**Activity:** Repeat only the lines from the one containing "# test: mark the large" to the final line below, exactly as they read, and leave every picture out.

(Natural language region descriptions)
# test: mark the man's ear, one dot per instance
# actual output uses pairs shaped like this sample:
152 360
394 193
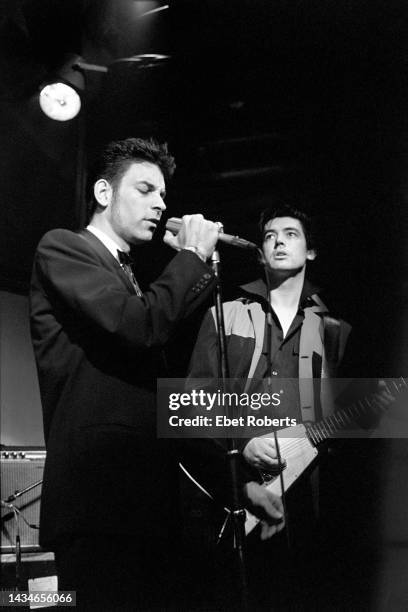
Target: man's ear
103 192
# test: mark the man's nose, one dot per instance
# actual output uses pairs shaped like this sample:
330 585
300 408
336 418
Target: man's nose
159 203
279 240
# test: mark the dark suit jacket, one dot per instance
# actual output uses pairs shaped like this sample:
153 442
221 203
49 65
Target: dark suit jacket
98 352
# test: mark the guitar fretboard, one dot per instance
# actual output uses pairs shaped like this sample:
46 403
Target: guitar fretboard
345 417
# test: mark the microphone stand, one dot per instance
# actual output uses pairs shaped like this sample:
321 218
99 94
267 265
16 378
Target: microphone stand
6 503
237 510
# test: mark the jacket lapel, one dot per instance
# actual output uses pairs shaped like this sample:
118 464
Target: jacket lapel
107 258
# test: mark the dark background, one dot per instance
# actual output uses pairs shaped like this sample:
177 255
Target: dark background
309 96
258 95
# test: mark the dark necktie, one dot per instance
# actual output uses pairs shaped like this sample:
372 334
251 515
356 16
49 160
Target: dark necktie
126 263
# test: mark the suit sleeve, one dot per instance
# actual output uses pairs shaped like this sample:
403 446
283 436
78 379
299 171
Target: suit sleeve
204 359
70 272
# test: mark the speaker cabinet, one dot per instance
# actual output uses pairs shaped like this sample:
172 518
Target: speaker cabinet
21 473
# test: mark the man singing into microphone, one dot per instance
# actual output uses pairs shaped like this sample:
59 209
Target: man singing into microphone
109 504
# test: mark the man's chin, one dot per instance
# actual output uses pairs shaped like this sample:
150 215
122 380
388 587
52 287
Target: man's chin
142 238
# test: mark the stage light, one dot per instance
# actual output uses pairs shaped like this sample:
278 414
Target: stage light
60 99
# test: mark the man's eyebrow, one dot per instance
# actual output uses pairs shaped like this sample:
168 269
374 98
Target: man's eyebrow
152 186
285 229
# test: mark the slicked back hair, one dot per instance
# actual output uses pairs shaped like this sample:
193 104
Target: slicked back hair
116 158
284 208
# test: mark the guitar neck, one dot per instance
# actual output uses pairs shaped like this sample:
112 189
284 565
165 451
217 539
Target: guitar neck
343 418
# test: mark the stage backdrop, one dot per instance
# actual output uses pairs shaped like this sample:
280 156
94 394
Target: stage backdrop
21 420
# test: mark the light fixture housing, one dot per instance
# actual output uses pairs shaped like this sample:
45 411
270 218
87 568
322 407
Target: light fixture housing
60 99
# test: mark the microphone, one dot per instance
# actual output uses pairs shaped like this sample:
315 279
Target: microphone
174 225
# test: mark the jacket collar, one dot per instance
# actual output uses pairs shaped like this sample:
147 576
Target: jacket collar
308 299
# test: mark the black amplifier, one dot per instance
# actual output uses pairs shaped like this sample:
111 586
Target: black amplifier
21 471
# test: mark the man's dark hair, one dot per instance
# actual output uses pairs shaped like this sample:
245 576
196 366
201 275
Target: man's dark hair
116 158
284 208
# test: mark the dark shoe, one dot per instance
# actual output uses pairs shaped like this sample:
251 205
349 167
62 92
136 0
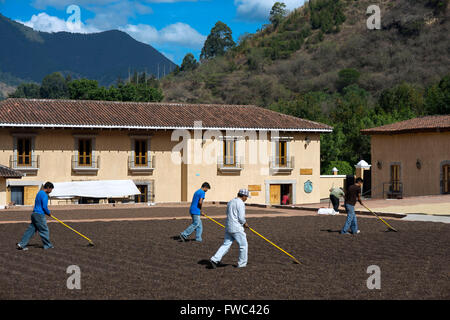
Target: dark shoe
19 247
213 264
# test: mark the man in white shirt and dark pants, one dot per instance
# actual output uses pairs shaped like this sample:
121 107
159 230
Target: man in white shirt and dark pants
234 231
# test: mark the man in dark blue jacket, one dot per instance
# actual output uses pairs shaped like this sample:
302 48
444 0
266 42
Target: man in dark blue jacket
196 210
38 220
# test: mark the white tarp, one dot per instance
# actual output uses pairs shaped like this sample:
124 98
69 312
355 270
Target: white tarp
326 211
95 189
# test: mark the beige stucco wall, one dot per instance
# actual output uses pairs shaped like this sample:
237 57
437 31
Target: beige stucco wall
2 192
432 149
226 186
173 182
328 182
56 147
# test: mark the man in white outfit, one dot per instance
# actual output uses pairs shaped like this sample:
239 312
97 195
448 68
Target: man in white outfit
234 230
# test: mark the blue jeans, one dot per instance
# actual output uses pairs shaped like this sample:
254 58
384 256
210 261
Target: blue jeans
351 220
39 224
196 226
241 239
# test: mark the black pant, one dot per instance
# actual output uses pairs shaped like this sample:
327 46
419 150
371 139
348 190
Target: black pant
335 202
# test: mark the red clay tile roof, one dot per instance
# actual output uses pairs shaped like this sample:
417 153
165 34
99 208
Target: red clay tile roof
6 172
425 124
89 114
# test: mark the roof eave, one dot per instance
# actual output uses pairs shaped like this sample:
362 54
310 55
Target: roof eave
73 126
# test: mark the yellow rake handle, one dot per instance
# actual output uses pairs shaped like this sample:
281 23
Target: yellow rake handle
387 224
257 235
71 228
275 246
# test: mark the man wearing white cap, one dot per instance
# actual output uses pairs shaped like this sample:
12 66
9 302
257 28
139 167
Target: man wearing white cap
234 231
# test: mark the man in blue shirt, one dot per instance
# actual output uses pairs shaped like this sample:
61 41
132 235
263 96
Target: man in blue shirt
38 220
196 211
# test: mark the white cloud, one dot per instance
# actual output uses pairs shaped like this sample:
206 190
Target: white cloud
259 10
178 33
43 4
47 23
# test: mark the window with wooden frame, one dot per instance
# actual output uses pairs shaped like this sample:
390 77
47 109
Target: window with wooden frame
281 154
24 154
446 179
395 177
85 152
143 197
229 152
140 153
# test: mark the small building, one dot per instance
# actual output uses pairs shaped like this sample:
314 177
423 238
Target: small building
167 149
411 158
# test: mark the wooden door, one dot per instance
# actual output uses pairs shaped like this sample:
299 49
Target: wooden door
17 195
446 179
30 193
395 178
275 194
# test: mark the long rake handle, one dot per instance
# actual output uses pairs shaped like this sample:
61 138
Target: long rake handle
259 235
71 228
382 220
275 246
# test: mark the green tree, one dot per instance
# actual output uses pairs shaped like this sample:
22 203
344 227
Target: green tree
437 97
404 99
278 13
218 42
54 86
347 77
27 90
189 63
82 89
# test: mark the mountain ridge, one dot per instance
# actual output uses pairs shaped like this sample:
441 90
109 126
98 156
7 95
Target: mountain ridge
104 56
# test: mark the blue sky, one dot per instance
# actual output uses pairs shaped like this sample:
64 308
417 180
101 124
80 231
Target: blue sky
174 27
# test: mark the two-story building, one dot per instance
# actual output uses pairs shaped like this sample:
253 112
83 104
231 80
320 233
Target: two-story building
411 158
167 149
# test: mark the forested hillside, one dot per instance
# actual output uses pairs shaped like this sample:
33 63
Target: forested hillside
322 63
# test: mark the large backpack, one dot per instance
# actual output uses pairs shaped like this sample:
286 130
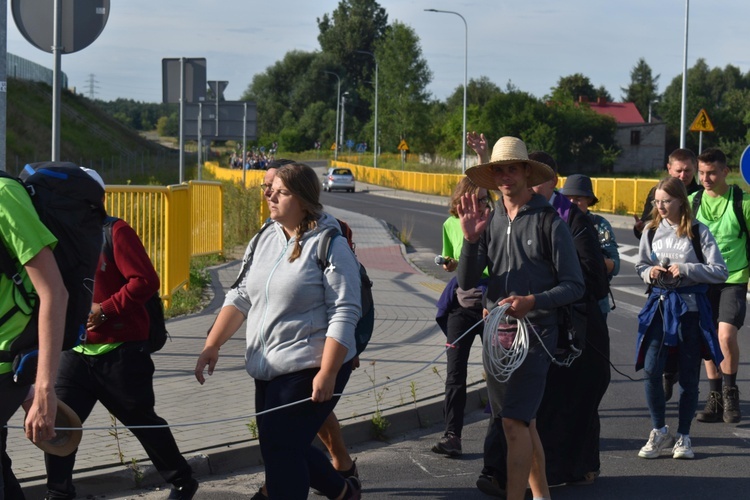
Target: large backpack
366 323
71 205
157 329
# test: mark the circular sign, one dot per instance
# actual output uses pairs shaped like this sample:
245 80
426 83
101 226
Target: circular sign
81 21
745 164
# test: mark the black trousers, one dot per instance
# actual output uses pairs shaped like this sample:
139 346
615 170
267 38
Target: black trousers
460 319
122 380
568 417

**Response to this exercise:**
# test: mark the large backpack, one dot per instance
# actual output uses pairs shaped like this sample:
286 130
Target: large backpack
366 323
71 205
157 329
# test: mark the circular sign, one dot per instance
# actual output uses pairs shaped like this sample:
245 80
426 83
101 226
Target: circular sign
81 21
745 164
# test: mark the black trousers, one dot per instance
# actual output uses pairs shaped like this sample:
139 346
615 170
267 38
Target: black trousers
460 319
122 380
568 417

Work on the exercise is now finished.